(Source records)
>> Begin

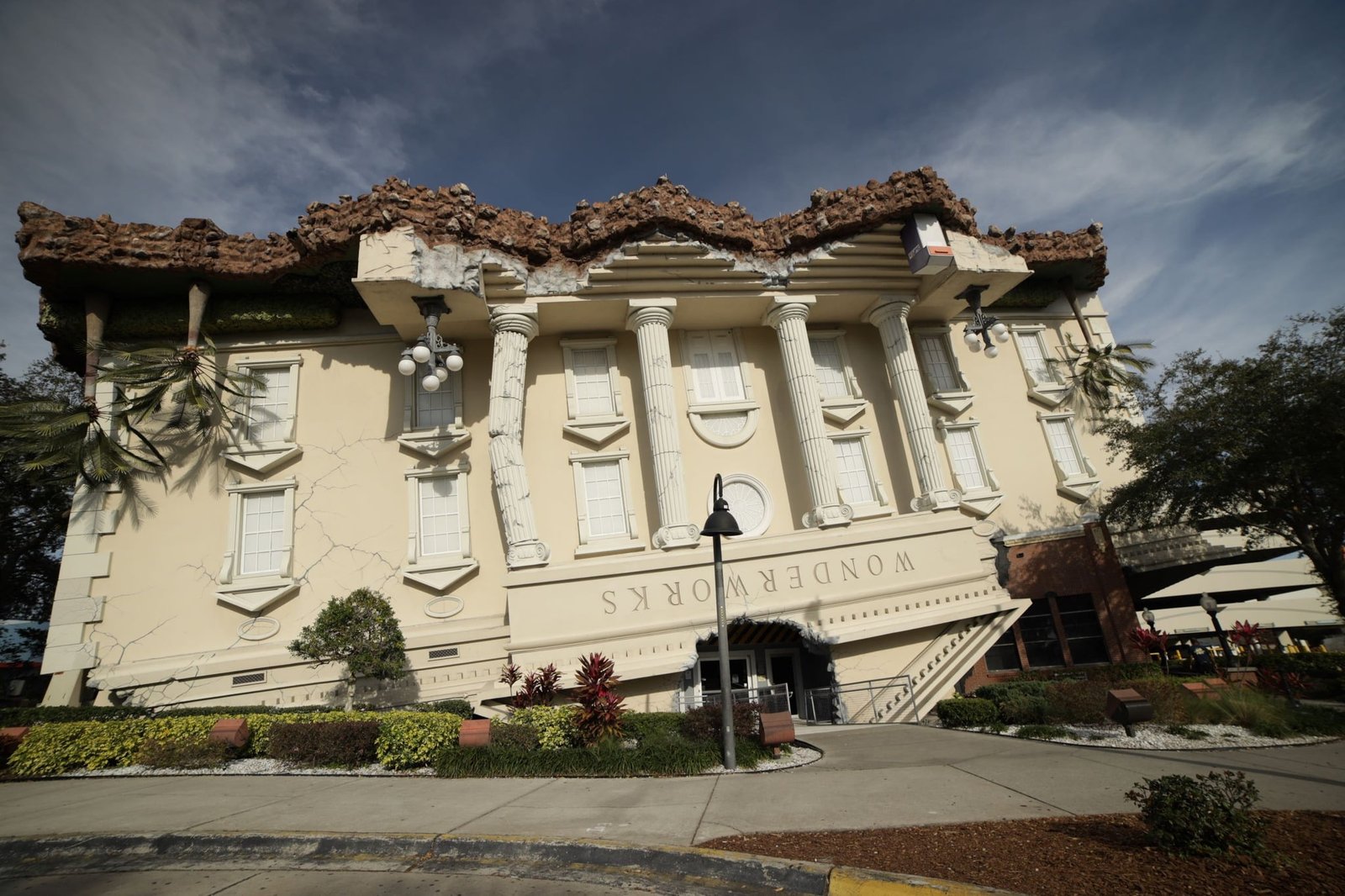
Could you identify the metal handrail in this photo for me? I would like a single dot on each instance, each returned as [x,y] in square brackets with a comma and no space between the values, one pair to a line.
[876,689]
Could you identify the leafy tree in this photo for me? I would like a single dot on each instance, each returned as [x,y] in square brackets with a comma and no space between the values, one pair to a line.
[1257,441]
[35,505]
[360,630]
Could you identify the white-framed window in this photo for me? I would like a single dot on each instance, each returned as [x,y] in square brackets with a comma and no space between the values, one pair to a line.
[977,482]
[259,556]
[841,397]
[592,390]
[856,477]
[719,387]
[946,389]
[750,502]
[432,421]
[439,544]
[264,435]
[603,503]
[1075,474]
[1046,381]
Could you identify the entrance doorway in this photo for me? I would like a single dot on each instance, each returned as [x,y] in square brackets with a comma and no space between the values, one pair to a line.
[782,667]
[767,660]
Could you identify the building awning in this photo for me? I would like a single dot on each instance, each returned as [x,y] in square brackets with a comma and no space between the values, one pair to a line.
[1237,582]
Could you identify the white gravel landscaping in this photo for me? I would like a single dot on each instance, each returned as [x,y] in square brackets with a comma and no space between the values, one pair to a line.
[1158,737]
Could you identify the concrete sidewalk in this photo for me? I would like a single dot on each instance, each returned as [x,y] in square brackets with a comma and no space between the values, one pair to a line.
[869,777]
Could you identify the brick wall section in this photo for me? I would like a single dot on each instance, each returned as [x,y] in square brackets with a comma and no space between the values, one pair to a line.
[1083,564]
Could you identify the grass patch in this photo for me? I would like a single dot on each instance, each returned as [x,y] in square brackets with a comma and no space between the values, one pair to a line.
[1046,732]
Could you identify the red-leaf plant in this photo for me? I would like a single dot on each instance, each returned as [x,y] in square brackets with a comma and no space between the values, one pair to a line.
[600,705]
[1246,634]
[1149,640]
[510,674]
[540,688]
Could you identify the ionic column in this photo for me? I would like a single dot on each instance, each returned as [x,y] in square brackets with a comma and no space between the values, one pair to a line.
[889,316]
[790,318]
[514,327]
[650,319]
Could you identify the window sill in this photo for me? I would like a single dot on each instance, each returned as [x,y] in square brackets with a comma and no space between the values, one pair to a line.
[981,502]
[439,575]
[599,548]
[596,430]
[842,410]
[262,458]
[435,443]
[869,510]
[950,403]
[1049,394]
[1079,488]
[256,595]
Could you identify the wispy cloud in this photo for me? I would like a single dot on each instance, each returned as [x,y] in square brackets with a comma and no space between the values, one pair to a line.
[1042,165]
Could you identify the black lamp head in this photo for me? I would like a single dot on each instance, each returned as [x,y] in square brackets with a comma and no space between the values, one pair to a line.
[720,522]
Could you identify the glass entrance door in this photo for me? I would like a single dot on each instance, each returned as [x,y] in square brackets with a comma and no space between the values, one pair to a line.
[740,673]
[782,669]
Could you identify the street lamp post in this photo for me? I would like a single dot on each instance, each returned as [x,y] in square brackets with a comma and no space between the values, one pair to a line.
[1210,607]
[721,522]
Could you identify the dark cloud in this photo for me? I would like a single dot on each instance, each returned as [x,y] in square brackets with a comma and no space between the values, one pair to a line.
[1207,136]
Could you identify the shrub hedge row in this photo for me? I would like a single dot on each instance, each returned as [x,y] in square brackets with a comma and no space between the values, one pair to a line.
[405,739]
[24,716]
[656,756]
[343,744]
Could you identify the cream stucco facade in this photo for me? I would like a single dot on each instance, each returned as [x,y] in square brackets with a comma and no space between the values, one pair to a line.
[551,506]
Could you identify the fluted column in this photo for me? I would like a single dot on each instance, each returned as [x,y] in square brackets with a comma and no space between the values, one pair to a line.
[889,316]
[514,327]
[790,318]
[650,319]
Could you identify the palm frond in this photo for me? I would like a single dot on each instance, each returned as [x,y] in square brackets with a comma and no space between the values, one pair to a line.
[1100,378]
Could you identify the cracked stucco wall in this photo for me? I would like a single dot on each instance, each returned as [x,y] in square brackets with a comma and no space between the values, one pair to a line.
[163,629]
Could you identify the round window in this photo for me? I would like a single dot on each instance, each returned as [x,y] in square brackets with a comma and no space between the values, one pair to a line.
[750,503]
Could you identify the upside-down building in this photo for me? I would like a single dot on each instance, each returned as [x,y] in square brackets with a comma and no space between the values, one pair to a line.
[912,512]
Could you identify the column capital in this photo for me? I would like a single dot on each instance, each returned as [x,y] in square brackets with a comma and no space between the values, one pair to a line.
[787,307]
[515,319]
[650,311]
[887,306]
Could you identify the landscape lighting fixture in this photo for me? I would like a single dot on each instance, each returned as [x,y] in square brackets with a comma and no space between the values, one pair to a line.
[430,353]
[982,326]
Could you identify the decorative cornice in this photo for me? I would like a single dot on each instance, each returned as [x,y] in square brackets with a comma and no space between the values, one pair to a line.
[50,241]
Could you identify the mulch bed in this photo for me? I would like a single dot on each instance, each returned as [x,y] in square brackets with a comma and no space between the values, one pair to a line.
[1094,855]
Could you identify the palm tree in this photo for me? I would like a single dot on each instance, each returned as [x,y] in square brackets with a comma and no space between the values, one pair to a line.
[179,389]
[61,435]
[183,387]
[1102,377]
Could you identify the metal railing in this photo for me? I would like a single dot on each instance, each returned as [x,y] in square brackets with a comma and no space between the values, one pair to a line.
[861,703]
[773,698]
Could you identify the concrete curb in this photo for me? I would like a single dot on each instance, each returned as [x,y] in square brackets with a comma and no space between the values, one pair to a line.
[662,868]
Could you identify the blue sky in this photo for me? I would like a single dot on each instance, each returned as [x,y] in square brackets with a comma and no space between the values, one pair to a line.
[1208,138]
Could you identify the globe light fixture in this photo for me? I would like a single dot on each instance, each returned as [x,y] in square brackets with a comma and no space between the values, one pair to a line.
[437,356]
[984,329]
[1210,606]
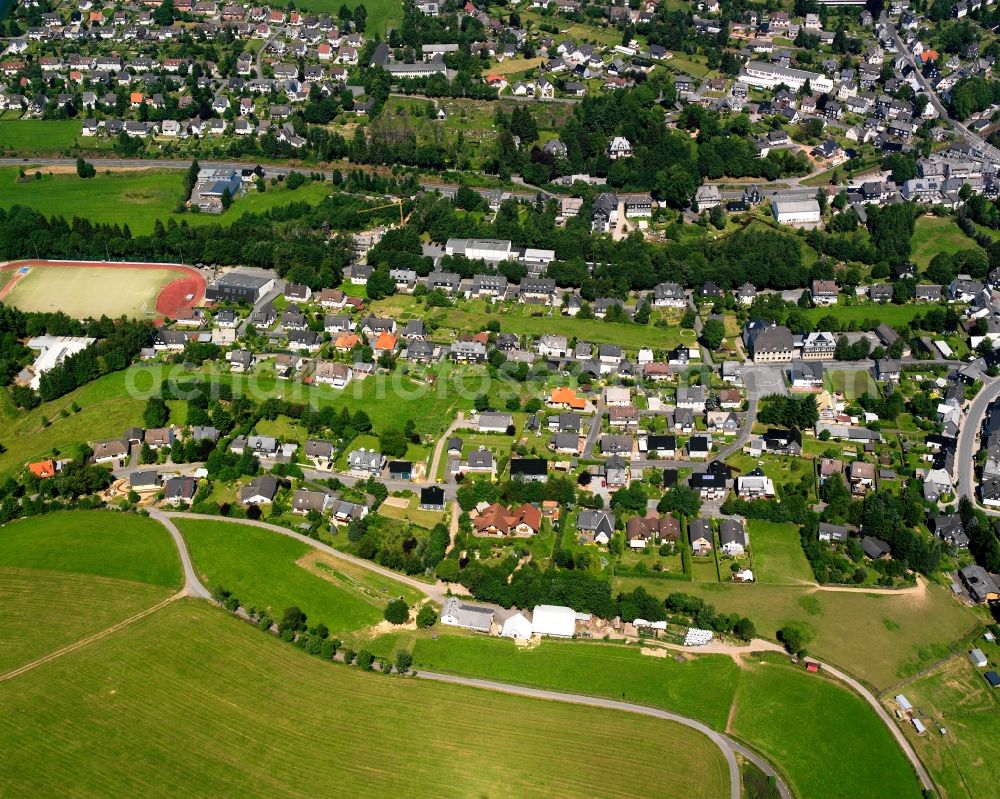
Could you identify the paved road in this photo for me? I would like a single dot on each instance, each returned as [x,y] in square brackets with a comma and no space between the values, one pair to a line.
[270,170]
[192,585]
[968,436]
[458,423]
[726,746]
[436,592]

>> End

**Required work**: Copy each line above precisely, dropping the pictures.

**In response**:
Could you identify the metal handrail in this photo for me? I would like a single dot on each instance, each returned as [x,y] in square brackets with a comma and no space between the values, one pair to a line.
[876,689]
Could you identify the leafy tree in this photo for me? I would like a single dot on each instance, each returned as [x,y] in square brackets with a comma and no space between the values, one pair to a line.
[1257,441]
[35,505]
[360,630]
Could you identify the white-framed window in this photo for me? I would like a single dot on each instance, each returned as [x,y] in square brackets with a comma and no space between the values, one pair to a line.
[977,482]
[259,556]
[841,397]
[592,390]
[856,477]
[719,387]
[946,389]
[750,502]
[432,421]
[439,544]
[264,435]
[603,503]
[1075,474]
[1046,381]
Could you identify the entrance doorway in this photo for me? I would like a single dot on each instance, each returned as [x,y] in square brackets with a comma and no space between the values, one pair to a line.
[782,667]
[767,660]
Could you identify the building awning in this photo for me? I would like a single dot on each instance, each returned as [x,y] in square brackets with a comma and no space between the values, one pair to a line.
[1237,582]
Could you identify the white gravel landscaping in this photo for me? I would like a single dot on each instance, each returned as [x,y] in square brackets with a comma and no space between the values, one pair to a line.
[1158,737]
Could you identify the concrete sidewalk in this photo for me? I would like a single dot on each instance, each returned as [x,y] in square brackets with a comma and no space between the values, one pair to a line.
[869,777]
Could you identify the brick wall section in this photo for me? I would like a single dot on each instance, each returned as [x,y] in square brackets with a comma and no space between the values, one pair to a line.
[1083,564]
Could you identify the grass patch in this photo for me? I would like a single dot on each instance, each returned as [x,y] in square brackets with a comma and no space between the values, one pair to a line.
[1046,732]
Could you identify the red-leaf plant in this photo for me? I would like a single dot on each instance, each returned as [x,y] in square brackets with a comma and no space between the values, one pair to a line.
[600,705]
[1246,634]
[1149,640]
[510,674]
[540,688]
Could you identify the ionic column in this photo for me? I would like a single dot on each instance, each returned as [x,y] in square brackets with a comma and no space between the values, one pair to a line.
[889,316]
[790,318]
[514,327]
[650,319]
Could you identify the window sill in this photo for me? I would like a single dot on each instance, each returned as [x,y] in square brackets with a comma and no space between the values, one pair to a line.
[981,502]
[439,575]
[599,548]
[596,430]
[842,410]
[262,458]
[435,443]
[869,510]
[950,403]
[1049,394]
[1079,488]
[256,595]
Could you identify the wispy cloud in this photo for me? I would like a single dot on each instance, each returned as [x,y] in square brackets with a comma and no space between the values, one pair to a line.
[1042,165]
Could you identify the black lamp head in this photo for me? I would like a single dot on each instance, each returned as [x,y] in square brackets with a comma and no space between the values, one pair to a line.
[720,522]
Could you identify the glass entrance door in this photo for me? I would like a single dot on each instance, each returned as [x,y] in square brackets with a comma and no space between the values, one pair to a line.
[740,673]
[782,669]
Could you identify the street lamp post in this photo for me? I would like a single dot on each instance, each returned as [x,y] in square brackets with a comma and no space between the values, one pair to a line.
[1210,607]
[721,522]
Could you identify the dark cloud in this photo for me? I would like a single dot on each instance, each returned as [x,y] in square brackets with a comma and no space between the values, one pair to a line.
[1207,136]
Could you identify the shrub hedge row in this photo for me? I would like a single dot on each instance, each returned as [x,y] in square brackets with a comma and no space between the values, one pair to a line.
[405,739]
[24,716]
[656,756]
[343,744]
Could you identify the cream stucco facade in this photo for me? I would like a single dot on each instance, each returned as [x,y] in square brackets with a comma and no space between the values, one pair to a line.
[551,506]
Could you identify the fluted column in this photo for me? I would like a single dot on each instance, each returned as [x,y] in square brackets with a comma and no space between the values, one pair to a line.
[889,316]
[514,327]
[790,318]
[650,319]
Could you identify the palm frond in this photo for me? I would like a single dot on each instance, each returned as [x,y] in square brackets with a comma and no space between the values, one pair to a line.
[1100,378]
Could you identify the cracked stucco wall in this photo for me? I would like a single dot on each instance, each returned as [x,y] in square brackets with a comma and no space between the values, one pair to a line.
[163,629]
Could you identify the round window in this photo for me? I would like a single dot on each instance, each returned as [x,y] in square brackets with a comma and no space between the values, one pair to a line.
[750,503]
Could you identify the upside-down building in this photo for me? I would like a single dot on each instance, each returned as [x,y] in square brackets with a comma and no space between the values, one pair to a line.
[912,512]
Could you identify the column capital in this photo for me? I would like a single dot on each instance, each returned as [x,y] in square brackets with a comma and no space between the values, one pair to a line.
[787,307]
[515,319]
[650,311]
[887,306]
Could you identify the landscape lighting fixture in this photo for me? I would like a single dot on each instance, each returned as [x,y] in square brackets with a comma and no space between the values, one pair to a line.
[430,353]
[982,326]
Could you identify the decorative cornice in this photo for me? I would like a single dot on each instance, each returned as [x,y] in square brackets with a comma and no space between the values, one pair to a line.
[50,241]
Could you identify the mulch bed in this photo for me? I would like a single dot on each instance, each returned as [x,y] in square brackets with a comma and no space between the values, one pair to a line.
[1094,855]
Could you identify the palm tree in this photo for me? I would like a single dot on each instance, each returned as [x,y] in square brackets with a comma and no space between the values, one pair to a line.
[179,389]
[61,435]
[183,387]
[1102,377]
Could you identify the metal railing in this photo for me? I would like a single dot on each instance, each returned as [x,y] in square brackets with a comma and no space between the values, one pair to a line.
[861,703]
[773,698]
Could you identify the concrete curb in this photo for me? I would like a single dot on each instance, each returned as [x,y] in square brackets with a comma and no space between the values, one pair to a line.
[662,868]
Could you identify the blue sky in this photo for me? I would like a single dot on each instance, each returned as [x,y] in square brackets with a comma and no space between the values, one pair to a line.
[1208,138]
Could you identify the globe light fixture in this photo for me? I would like a single dot on each instance, each returned as [x,y] in square brackets with a comma and no space between the values, one pair to a line.
[437,356]
[984,329]
[1210,606]
Could you identify the paved road in this photo for me? I would like a single dot on each instance, each returned as [x,y] in square brackets with a comma and no space between the values, one pair to a line.
[270,170]
[192,585]
[968,436]
[458,423]
[726,746]
[436,592]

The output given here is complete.